YOUR INSTRUCTIONS:
Copy the material from the line containing "the sunlit sand patch" through its last line, inclusive, substituting "locator" for every "pointer" and changing nothing else. Return only those lines.

DATA RECORDS:
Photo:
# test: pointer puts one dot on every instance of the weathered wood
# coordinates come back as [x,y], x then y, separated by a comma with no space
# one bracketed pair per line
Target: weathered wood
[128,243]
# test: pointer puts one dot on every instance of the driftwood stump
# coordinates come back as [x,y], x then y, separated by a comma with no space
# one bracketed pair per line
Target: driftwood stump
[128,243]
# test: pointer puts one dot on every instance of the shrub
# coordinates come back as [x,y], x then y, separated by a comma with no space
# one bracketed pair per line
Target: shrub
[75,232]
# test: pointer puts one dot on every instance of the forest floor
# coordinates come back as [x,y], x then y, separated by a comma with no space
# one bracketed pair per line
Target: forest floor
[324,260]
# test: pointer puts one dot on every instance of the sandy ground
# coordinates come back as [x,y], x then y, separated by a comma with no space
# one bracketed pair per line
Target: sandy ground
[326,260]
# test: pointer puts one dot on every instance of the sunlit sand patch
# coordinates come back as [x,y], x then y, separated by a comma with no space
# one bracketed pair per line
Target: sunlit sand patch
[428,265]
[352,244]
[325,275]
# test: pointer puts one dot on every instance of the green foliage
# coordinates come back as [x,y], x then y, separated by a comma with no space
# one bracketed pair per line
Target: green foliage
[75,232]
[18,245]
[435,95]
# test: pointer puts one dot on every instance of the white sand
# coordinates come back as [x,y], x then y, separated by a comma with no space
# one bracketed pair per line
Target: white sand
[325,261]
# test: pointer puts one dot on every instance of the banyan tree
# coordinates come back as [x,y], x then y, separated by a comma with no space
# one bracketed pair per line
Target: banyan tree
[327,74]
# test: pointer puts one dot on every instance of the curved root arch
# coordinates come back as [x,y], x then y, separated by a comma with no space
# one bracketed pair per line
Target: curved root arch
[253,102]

COMPLETE RESPONSE:
# test: locator puts one dot on every instance of the sunlit sand patch
# coordinates come back as [x,y], x then y, separated by a comma with no space
# one bracketed pair per line
Target: sunlit sand patch
[428,265]
[352,244]
[325,275]
# test: locator puts one dot on every instance of the green foliage
# coordinates come back as [x,y], x then y, separated by a comma with no space
# one bracketed pair per line
Target: green foliage
[75,232]
[18,245]
[435,95]
# test: locator puts one dot on every instance of the white sand
# coordinates come back as [x,y], x then y, separated by a comma with no space
# one bracketed pair per line
Target: white sand
[325,261]
# test: locator puts one dot on every instance of the banyan tree
# coordinates come back as [x,y], x then y, separated by a comma with no space
# one bracketed pair per line
Target: banyan tree
[327,74]
# test: locator puts one dot on every instance of the curved root arch
# coordinates come back as [x,y], x then y, separated by a comma with no space
# one bracketed pair per line
Target: curved root arch
[253,102]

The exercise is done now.